ARTICLE.
Link Posted: 11/12/2001 5:35:20 PM EST
yeah all the time. hell i even go on ar15.com course school is my work so no one cared at college
Link Posted: 11/12/2001 5:36:27 PM EST
My experience with talking about guns in the workplace (I work as a contract lawyer at a major US corporation) is that there's no halfway. Either people are fellow gun people, who love to hear others talk freely of their interest in guns, or else they think you're a total whacko gun-nut.

The most hilarious consequence comes from the fact that my father works for the same company and in the same office building. My father is basically anti-gun, and is very unhappy that I've taken to shooting as a pasttime. He's even unhappier that the gentleman in the next office is a big gun guy (hand reloader, etc.) and the two of us frequently talk guns.

Whatever, I say...
Link Posted: 11/12/2001 5:43:06 PM EST
Nobody but you knows what it's like to be in your shoes. If it was my boss, I'd be P.O.'d but I'd probably do just what he suggested and take down the screen saver. I would not change any other behavior. If you're talking about guns with your co-workers, they're talking about guns too.

I have to keep it kind of discreet where I work. Lots of very PC people, but also a surprising number of ex-military, former LEOs, people from free states, etc. as well. I just don't broadcast my gun discussions over the PA system.

Work isn't a public place, and they can regulate your speech there. Is your boss's polite informal suggestion worth getting into a war over, when you have a good job in the balance?
Link Posted: 11/12/2001 5:46:19 PM EST
No problem where I work, of course half+ of us are shooters and the others don't mind so they must be somewhat gun friendly. I wear my "I'm The NRA" pin at the bottom of my security badge. I've only had one negative comment on it and all the others very positive. I also have firearms pictures in my cube and The American Rifleman on my little conference table. I work for the government as a contractor at one of the national DOE labs, I don't know if that makes a difference or not. Didn't seem to affect me getting my security clearance either.

I remember my security interview, and the investigator, a lady, asked me if there was anything they should know about that was not in the paperwork. I said "Well, I collect guns!" No problem, she says, my brother is an FFL.
Link Posted: 11/12/2001 5:51:54 PM EST
i talk guns at work all the time and noone seems to be against it. in fact there are some other gun guys there. one guy that i work with has an h&k SL8 rifle but he's collecting it and hasn't fired it once in the 3 months that he's had it. which is why he want me to help him find a low cost AR15. which leads to a thread that im about to post here in a minute.
Link Posted: 11/12/2001 6:01:48 PM EST
I sit in the office and read my gun magazines at lunch. This is the time I find to catch up on such things. I also do any work I want to my guns after hours at my job.
Link Posted: 11/12/2001 6:19:42 PM EST
I have both bullets and targets up at my desk.

I have never had anyone ask me to take them down. I can't think of anyone ever being intimidated by my being a gun guy. When they get over the 6'2" 240lb monster manhandling the loaded file cabinets... and find out I don't bite.... they are totally unconcerned with my targets. If I do get the impression that firearms make me dangerous, I am not afraid to let them know I AM insulted. This brings down the wrath of little old ladies that I take care of. Department admins start defending me
I trade recipes with them. I taught one how to make fudge last year
Bottom line is firearms are my hobby, they are not "who" I am.

EXTRACTED MATERIAL.
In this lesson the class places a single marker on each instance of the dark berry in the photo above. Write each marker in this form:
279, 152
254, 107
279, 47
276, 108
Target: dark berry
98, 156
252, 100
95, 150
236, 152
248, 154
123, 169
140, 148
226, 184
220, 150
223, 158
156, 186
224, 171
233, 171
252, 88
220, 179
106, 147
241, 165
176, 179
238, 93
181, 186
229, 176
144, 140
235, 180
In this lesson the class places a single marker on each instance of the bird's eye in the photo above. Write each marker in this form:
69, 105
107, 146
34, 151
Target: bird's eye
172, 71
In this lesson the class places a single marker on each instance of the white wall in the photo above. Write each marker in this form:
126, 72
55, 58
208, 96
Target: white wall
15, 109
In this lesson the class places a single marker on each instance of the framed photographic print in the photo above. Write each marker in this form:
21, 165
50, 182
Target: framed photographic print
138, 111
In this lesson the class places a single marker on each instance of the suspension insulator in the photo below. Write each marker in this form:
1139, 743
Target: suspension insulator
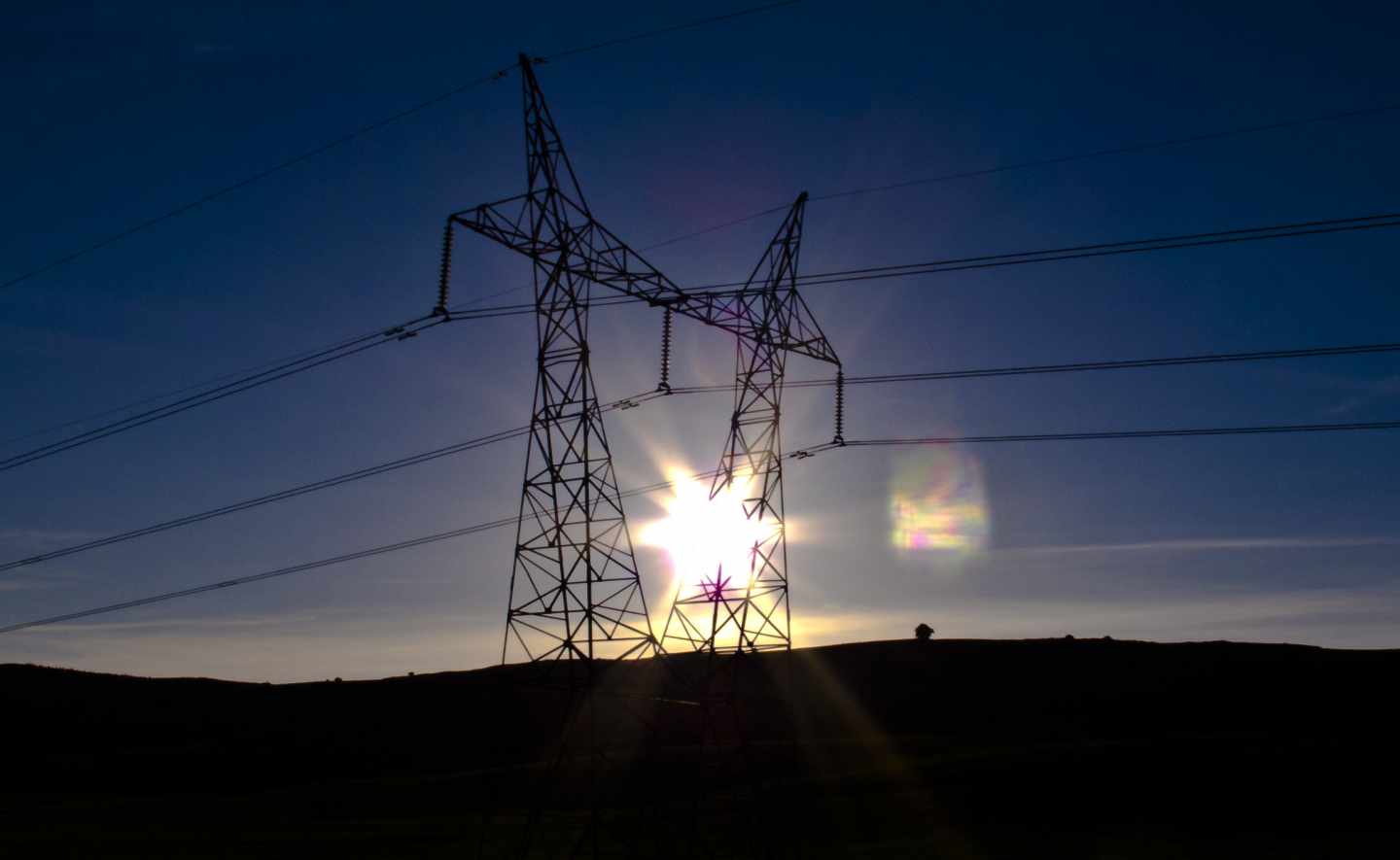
840, 407
445, 271
665, 351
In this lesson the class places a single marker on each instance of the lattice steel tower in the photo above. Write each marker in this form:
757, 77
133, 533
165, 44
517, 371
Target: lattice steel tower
747, 608
575, 585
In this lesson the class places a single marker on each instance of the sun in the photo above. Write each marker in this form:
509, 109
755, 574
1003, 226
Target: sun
705, 535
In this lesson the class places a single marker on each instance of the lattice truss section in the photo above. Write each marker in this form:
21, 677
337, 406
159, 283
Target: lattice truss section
747, 608
575, 586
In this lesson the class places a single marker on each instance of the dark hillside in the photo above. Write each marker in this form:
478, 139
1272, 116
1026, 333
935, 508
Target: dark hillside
1075, 748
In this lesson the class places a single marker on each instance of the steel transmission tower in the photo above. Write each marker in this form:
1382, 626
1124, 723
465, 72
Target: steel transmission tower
747, 610
575, 585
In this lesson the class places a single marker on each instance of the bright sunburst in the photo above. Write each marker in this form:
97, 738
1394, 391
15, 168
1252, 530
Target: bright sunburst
702, 534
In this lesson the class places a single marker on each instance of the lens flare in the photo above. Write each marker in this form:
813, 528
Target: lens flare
938, 502
702, 534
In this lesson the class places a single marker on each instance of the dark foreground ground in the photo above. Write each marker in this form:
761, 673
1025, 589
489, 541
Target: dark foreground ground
961, 750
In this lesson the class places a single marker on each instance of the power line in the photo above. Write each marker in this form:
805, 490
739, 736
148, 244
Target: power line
795, 455
824, 279
1042, 162
273, 362
219, 394
1024, 258
643, 397
301, 568
1122, 150
1225, 236
1147, 433
1075, 366
301, 490
266, 499
357, 133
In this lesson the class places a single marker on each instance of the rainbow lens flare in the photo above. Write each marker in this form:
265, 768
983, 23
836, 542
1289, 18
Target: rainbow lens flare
938, 502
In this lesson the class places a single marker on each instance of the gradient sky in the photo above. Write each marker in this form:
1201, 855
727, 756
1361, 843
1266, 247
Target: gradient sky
117, 114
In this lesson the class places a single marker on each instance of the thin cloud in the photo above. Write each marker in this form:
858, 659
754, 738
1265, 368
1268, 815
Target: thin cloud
1212, 544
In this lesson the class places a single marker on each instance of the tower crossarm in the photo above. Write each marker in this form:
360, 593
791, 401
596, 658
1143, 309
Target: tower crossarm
594, 252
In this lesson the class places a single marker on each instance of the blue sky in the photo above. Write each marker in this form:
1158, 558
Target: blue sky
118, 115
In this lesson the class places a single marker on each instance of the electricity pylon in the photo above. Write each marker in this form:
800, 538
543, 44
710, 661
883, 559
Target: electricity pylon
575, 586
747, 610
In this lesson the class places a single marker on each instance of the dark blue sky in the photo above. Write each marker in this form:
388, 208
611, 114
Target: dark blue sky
117, 114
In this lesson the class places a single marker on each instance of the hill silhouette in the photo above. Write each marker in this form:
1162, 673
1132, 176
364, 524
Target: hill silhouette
942, 748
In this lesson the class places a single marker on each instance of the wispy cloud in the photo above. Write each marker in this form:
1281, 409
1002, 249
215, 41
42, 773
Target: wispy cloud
48, 535
1209, 544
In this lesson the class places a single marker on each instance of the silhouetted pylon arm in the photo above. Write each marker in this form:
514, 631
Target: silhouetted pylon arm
597, 255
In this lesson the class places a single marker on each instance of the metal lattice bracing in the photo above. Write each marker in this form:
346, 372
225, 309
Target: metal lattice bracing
747, 610
575, 586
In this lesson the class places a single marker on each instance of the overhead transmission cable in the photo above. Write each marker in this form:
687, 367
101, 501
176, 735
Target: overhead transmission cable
228, 389
363, 130
299, 490
1250, 234
1098, 435
194, 386
626, 403
312, 566
1043, 162
1049, 255
795, 455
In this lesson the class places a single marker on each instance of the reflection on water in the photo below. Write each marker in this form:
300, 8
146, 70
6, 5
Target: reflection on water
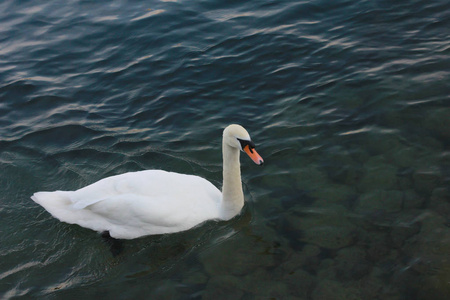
346, 102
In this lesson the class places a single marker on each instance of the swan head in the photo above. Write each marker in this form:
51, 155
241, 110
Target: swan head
236, 136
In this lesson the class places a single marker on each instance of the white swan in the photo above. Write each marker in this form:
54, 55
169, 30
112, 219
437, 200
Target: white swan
150, 202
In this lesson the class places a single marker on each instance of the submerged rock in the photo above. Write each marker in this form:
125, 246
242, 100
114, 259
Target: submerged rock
380, 200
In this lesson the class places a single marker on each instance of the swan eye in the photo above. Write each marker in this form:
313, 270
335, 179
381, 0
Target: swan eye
248, 143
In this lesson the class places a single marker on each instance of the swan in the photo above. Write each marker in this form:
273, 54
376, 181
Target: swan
150, 202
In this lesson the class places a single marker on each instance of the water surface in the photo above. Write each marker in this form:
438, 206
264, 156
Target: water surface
346, 101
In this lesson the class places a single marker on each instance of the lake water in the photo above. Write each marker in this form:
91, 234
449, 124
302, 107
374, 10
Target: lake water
347, 101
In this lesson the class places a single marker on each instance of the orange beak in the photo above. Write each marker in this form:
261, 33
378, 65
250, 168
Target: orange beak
257, 159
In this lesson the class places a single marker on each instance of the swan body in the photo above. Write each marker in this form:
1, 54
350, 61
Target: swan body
151, 202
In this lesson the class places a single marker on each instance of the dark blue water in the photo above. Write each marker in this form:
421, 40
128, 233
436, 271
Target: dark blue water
347, 101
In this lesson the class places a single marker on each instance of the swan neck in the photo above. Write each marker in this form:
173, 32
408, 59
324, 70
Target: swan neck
233, 196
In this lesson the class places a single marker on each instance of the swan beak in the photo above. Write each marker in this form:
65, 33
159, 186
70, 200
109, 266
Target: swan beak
257, 159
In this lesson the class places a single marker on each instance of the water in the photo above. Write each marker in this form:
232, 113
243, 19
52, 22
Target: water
347, 101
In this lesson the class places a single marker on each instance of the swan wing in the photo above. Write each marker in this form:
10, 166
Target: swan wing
136, 204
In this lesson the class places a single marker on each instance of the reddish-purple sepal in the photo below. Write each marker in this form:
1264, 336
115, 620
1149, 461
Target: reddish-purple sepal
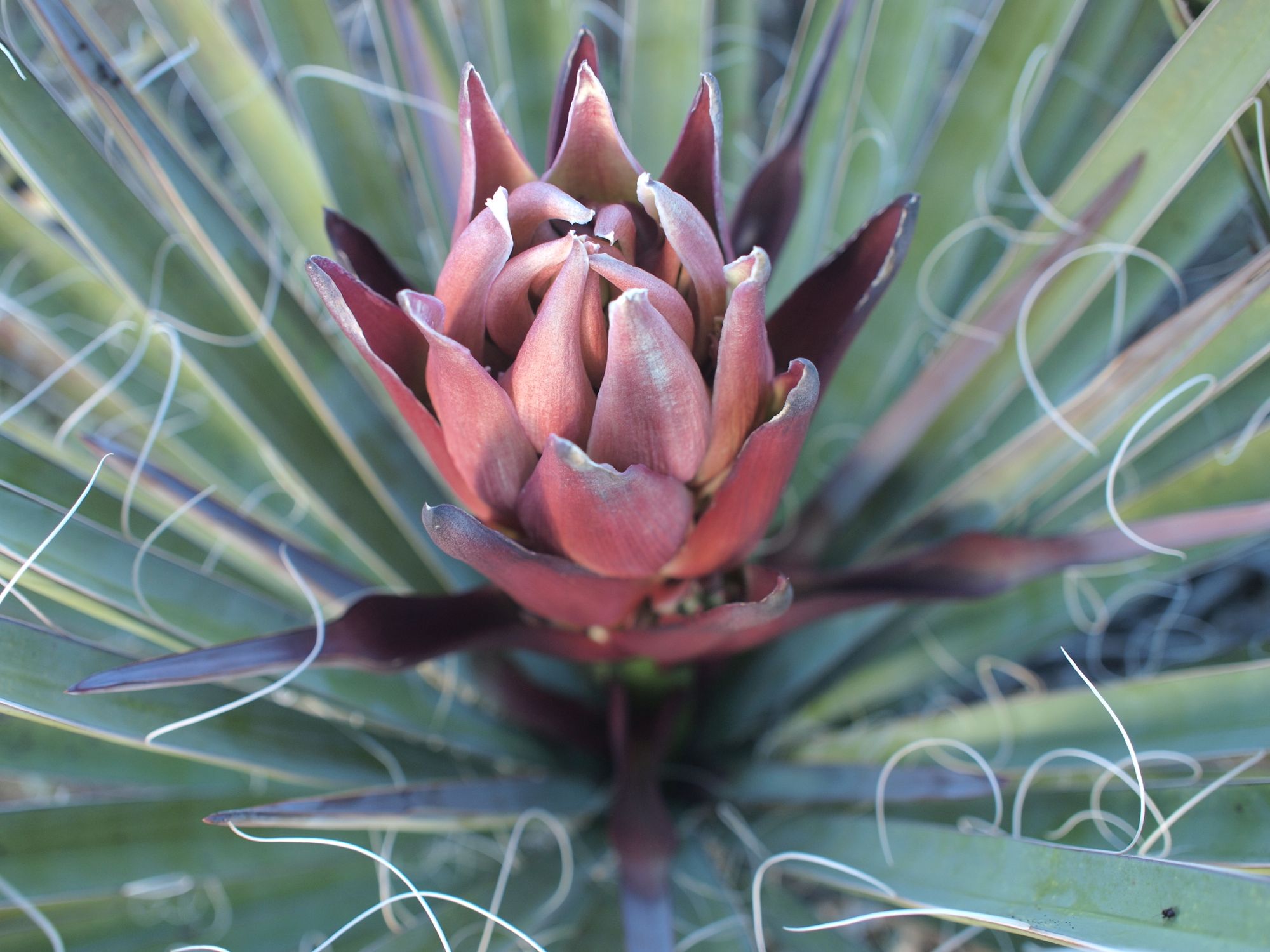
653, 407
624, 525
694, 169
545, 585
539, 202
509, 313
595, 331
548, 381
770, 201
689, 235
584, 51
473, 265
482, 428
396, 348
667, 301
364, 257
744, 367
822, 317
594, 163
745, 503
617, 225
490, 155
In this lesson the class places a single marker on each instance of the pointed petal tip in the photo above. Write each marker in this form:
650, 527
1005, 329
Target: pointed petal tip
497, 205
756, 267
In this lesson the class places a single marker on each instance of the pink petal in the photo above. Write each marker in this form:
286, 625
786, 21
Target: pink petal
745, 505
594, 163
584, 50
595, 331
624, 525
615, 225
694, 243
548, 586
669, 301
483, 433
653, 407
491, 158
537, 202
548, 380
509, 314
745, 367
474, 262
397, 351
694, 168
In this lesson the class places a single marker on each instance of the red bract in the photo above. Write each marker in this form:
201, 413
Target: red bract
590, 375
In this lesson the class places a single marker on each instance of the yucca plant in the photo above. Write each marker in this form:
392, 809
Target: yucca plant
277, 275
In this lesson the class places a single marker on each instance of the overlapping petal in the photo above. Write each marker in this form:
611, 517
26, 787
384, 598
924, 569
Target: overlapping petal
744, 367
662, 296
584, 51
747, 499
490, 157
689, 234
545, 585
548, 381
653, 407
822, 317
483, 432
397, 350
509, 313
364, 257
471, 270
594, 163
625, 525
694, 169
535, 204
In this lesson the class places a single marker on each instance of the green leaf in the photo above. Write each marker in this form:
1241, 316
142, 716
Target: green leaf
262, 739
1076, 898
1205, 713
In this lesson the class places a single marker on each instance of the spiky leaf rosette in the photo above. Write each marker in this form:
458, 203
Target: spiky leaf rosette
661, 720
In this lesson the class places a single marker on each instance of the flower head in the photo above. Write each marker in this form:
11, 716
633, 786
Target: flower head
590, 375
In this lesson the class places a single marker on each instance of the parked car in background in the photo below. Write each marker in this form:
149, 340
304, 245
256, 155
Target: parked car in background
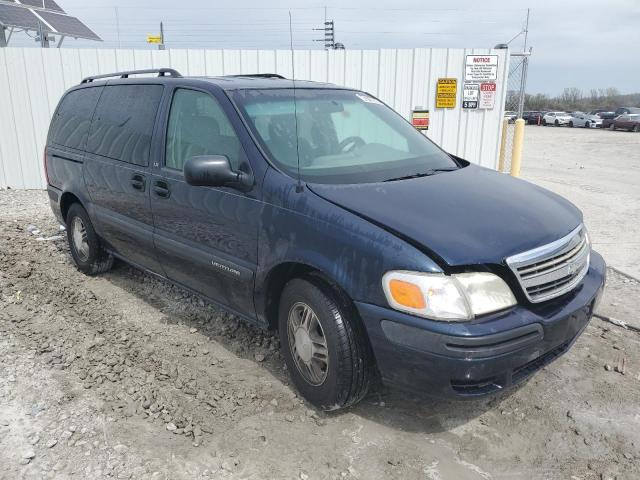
628, 121
511, 115
603, 113
623, 110
556, 118
532, 118
587, 120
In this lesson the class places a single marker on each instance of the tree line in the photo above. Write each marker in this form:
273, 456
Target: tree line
575, 99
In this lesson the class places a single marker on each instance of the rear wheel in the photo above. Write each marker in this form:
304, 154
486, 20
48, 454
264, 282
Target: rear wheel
324, 345
87, 251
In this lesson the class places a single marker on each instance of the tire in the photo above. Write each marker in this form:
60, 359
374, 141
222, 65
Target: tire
340, 373
88, 254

AIM.
Transcribe the part of the thread about guns at work word for word, starting with "I have to keep" and going on through "the PA system.".

THE REPLY.
I have to keep it kind of discreet where I work. Lots of very PC people, but also a surprising number of ex-military, former LEOs, people from free states, etc. as well. I just don't broadcast my gun discussions over the PA system.